Input rows:
========
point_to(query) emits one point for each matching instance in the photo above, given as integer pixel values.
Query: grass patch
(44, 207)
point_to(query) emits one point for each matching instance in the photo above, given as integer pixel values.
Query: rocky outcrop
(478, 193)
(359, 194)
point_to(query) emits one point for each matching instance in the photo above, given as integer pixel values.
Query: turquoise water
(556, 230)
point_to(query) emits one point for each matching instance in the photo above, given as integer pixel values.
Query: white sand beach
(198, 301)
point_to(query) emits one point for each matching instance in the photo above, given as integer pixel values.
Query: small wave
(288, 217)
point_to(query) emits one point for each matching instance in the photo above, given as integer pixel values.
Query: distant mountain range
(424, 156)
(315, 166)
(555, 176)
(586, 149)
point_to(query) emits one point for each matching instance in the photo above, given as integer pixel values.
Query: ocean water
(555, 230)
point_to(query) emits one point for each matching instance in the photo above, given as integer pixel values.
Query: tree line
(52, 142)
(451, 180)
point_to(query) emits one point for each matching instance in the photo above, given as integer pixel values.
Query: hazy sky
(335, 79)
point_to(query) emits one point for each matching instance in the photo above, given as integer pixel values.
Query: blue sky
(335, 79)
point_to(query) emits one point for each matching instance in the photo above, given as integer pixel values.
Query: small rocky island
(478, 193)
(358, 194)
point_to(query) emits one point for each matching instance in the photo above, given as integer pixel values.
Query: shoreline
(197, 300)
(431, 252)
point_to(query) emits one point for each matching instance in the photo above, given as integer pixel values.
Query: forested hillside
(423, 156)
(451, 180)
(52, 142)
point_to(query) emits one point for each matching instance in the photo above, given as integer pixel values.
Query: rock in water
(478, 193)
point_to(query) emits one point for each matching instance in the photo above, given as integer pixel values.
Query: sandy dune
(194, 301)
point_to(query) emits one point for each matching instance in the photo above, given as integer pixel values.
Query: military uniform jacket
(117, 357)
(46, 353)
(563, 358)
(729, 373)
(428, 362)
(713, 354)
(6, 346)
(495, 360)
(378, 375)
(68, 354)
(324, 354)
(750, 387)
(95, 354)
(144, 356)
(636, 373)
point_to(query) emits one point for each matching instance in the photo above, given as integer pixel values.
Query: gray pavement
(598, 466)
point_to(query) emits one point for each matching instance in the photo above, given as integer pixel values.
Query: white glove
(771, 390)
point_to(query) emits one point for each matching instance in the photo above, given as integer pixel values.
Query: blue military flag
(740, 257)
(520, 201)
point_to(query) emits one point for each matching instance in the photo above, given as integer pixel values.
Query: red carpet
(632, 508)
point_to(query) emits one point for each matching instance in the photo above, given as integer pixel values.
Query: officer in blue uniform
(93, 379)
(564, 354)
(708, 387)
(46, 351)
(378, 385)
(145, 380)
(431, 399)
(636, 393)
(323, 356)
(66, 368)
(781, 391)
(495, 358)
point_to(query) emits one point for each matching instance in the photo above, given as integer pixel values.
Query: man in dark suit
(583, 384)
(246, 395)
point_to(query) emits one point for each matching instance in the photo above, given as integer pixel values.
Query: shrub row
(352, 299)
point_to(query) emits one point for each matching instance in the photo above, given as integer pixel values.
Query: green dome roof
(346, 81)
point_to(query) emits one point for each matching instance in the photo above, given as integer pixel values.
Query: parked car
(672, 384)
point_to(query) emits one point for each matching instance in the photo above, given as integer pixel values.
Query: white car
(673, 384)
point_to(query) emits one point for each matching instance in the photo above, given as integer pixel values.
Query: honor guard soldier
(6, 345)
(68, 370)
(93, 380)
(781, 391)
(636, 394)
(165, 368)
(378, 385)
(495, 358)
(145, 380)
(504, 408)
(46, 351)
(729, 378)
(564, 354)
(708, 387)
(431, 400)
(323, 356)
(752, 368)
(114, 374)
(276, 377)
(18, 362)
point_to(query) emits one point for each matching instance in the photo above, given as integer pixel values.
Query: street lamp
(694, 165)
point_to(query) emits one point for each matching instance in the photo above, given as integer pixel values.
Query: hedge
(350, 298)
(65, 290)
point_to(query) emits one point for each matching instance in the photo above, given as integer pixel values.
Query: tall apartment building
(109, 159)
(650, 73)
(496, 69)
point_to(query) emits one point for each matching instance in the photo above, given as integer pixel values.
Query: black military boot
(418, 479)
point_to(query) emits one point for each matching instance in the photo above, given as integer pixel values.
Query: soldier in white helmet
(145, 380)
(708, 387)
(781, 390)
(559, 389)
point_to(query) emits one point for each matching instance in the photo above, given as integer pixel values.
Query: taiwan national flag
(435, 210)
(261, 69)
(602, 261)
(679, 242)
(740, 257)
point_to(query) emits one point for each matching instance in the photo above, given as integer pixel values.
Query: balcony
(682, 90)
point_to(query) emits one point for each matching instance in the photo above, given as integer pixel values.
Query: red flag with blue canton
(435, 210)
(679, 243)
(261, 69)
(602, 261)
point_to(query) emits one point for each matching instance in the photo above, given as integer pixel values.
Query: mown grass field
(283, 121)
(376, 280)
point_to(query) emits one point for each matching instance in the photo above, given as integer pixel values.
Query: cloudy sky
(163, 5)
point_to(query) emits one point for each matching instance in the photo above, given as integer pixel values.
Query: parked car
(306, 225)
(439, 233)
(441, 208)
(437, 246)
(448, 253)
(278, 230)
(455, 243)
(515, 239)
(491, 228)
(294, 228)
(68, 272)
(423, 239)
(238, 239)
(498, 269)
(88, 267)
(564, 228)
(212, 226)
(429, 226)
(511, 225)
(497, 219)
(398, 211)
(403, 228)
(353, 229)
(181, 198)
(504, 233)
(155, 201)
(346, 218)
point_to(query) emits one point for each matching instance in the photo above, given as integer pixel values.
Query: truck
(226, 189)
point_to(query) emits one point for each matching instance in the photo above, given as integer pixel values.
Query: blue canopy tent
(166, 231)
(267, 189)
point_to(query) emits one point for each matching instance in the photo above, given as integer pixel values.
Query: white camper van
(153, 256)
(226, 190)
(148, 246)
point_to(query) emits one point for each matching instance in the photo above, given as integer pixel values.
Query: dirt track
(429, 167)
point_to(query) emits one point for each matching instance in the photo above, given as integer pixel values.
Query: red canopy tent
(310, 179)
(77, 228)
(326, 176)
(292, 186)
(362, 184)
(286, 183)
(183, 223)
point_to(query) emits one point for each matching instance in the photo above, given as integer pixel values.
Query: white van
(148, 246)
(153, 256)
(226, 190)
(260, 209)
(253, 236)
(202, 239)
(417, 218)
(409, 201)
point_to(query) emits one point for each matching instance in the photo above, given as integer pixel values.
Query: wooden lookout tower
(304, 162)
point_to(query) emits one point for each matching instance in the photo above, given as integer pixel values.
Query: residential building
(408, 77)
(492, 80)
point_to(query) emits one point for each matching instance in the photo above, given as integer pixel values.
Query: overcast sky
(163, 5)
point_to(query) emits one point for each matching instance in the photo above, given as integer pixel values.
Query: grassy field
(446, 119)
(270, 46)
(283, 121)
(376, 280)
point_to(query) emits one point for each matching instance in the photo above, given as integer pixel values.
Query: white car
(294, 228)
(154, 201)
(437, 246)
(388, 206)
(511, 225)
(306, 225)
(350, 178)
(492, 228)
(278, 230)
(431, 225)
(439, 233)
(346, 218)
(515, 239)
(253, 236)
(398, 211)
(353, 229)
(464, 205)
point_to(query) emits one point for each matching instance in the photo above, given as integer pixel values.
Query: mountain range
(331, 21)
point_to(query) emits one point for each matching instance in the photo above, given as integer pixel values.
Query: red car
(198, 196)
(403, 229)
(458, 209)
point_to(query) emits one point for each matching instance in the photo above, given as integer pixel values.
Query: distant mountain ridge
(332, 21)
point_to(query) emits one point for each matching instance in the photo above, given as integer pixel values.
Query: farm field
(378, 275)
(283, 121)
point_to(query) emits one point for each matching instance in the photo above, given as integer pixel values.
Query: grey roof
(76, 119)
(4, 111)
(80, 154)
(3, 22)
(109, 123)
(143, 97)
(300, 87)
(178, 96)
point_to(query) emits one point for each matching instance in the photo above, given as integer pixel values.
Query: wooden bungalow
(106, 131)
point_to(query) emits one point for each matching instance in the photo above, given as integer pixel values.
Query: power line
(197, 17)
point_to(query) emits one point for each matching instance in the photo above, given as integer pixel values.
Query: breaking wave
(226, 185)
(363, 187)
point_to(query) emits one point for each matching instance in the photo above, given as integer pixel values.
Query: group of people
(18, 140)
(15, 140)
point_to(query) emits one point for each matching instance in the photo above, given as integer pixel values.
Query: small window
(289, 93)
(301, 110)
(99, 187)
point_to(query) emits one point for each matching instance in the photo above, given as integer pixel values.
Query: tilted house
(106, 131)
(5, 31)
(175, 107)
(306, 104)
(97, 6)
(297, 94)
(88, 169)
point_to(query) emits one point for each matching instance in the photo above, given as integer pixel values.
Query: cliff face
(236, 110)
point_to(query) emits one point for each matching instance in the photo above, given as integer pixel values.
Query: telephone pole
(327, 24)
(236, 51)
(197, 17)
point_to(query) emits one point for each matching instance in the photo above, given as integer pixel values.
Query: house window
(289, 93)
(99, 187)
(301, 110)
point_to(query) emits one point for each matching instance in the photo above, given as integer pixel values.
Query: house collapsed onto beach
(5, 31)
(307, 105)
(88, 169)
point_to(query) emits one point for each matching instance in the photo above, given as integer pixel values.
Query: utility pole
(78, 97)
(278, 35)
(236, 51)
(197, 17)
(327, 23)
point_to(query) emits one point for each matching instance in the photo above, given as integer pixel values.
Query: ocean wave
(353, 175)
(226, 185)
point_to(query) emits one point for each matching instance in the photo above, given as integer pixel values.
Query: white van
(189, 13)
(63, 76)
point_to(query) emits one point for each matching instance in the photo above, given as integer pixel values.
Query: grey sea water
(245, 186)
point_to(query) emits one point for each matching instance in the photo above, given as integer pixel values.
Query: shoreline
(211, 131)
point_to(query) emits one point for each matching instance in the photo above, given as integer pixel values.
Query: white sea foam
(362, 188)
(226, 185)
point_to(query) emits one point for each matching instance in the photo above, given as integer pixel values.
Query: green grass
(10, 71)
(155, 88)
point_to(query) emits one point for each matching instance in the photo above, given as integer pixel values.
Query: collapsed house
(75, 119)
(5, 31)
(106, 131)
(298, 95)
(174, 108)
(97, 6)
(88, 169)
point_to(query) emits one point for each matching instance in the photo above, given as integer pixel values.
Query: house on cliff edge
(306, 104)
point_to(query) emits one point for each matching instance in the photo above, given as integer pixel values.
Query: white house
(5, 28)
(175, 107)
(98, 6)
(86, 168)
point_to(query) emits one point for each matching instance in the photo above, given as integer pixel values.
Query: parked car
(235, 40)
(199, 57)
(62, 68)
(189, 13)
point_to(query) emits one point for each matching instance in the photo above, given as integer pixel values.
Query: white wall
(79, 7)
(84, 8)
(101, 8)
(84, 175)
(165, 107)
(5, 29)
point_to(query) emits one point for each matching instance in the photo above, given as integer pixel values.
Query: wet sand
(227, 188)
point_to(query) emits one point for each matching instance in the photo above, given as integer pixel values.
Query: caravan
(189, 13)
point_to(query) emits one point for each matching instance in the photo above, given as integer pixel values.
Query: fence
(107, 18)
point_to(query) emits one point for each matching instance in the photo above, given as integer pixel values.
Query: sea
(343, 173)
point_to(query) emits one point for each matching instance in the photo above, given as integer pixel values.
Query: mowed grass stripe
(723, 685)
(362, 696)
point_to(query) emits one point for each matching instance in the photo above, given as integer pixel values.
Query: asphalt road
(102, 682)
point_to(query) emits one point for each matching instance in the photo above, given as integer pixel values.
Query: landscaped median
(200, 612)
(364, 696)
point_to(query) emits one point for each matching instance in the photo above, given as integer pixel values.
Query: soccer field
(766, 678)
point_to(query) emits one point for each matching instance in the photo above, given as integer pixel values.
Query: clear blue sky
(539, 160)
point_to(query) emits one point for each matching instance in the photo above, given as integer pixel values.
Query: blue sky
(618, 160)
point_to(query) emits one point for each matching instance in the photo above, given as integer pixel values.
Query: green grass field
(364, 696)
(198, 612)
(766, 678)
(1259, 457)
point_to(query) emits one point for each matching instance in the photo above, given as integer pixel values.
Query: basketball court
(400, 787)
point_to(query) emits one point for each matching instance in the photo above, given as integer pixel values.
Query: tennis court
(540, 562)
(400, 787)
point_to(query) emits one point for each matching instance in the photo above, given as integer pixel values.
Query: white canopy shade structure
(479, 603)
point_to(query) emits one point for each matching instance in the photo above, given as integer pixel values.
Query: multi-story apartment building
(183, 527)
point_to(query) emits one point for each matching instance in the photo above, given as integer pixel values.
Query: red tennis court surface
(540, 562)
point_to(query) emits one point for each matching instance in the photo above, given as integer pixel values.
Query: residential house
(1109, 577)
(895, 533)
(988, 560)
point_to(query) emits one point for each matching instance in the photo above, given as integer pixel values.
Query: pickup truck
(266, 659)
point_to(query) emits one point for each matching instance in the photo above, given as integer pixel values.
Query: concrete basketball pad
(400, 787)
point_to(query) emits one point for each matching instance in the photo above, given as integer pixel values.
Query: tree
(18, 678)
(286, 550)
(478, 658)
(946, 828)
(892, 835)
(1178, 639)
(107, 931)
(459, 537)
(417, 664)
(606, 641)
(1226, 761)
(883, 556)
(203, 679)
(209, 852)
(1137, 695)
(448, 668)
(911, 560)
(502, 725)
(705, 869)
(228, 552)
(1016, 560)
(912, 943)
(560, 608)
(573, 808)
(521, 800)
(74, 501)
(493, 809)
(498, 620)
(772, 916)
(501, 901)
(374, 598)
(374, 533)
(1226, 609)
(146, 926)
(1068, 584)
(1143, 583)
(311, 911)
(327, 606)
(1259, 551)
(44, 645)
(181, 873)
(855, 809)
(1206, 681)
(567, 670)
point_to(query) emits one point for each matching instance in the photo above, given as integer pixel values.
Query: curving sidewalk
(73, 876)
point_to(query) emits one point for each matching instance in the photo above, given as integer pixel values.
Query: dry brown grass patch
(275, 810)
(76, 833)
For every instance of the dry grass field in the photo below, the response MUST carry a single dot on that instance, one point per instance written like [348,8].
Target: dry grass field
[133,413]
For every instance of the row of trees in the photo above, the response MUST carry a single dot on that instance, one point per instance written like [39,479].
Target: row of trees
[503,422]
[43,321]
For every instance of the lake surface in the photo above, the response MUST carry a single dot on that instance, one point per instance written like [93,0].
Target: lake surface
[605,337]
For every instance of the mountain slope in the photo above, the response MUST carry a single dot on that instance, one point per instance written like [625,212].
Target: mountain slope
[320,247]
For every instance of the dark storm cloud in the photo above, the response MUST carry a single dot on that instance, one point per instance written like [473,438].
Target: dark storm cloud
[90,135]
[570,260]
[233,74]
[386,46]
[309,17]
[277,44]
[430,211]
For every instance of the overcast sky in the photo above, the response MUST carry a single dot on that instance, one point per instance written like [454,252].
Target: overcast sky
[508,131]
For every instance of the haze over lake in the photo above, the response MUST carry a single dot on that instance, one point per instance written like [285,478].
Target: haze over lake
========
What you should do:
Reproduce the listing above exactly from the line containing "For every instance of the dry" through its last line, with both of those lines included.

Solution below:
For every instance of the dry grass field in the photo below, the response MUST carry a single dot on that instance, one point per instance written like [348,8].
Target: dry grass field
[133,413]
For every instance of the row of trees in the photo above, the response MUST carry a single dot on that instance, one point per instance written like [39,479].
Target: row of trees
[503,422]
[43,321]
For every instance of the lake surface in the photo above, the response MUST carry a single dot on that instance, one point per instance written like [93,0].
Target: lake surface
[605,337]
For every instance of the mountain slope in the photo above, the response MUST carry a single dot on that instance, one point per instance written like [625,212].
Target: mountain slope
[320,247]
For every instance of the dark storm cloud in the photo above, the response MUST carry a single dot on that instance, one point per instance written like [473,438].
Target: dark storm cloud
[90,135]
[570,260]
[233,74]
[386,46]
[309,17]
[277,44]
[430,211]
For every instance of the overcast sky in the photo above, the response MUST carry a single dot on that instance, one point per instance written like [454,252].
Target: overcast sky
[508,131]
For every instance of the haze over lake in the photo above, the response MUST carry a single dot on that instance, one point per instance written like [285,478].
Target: haze over lake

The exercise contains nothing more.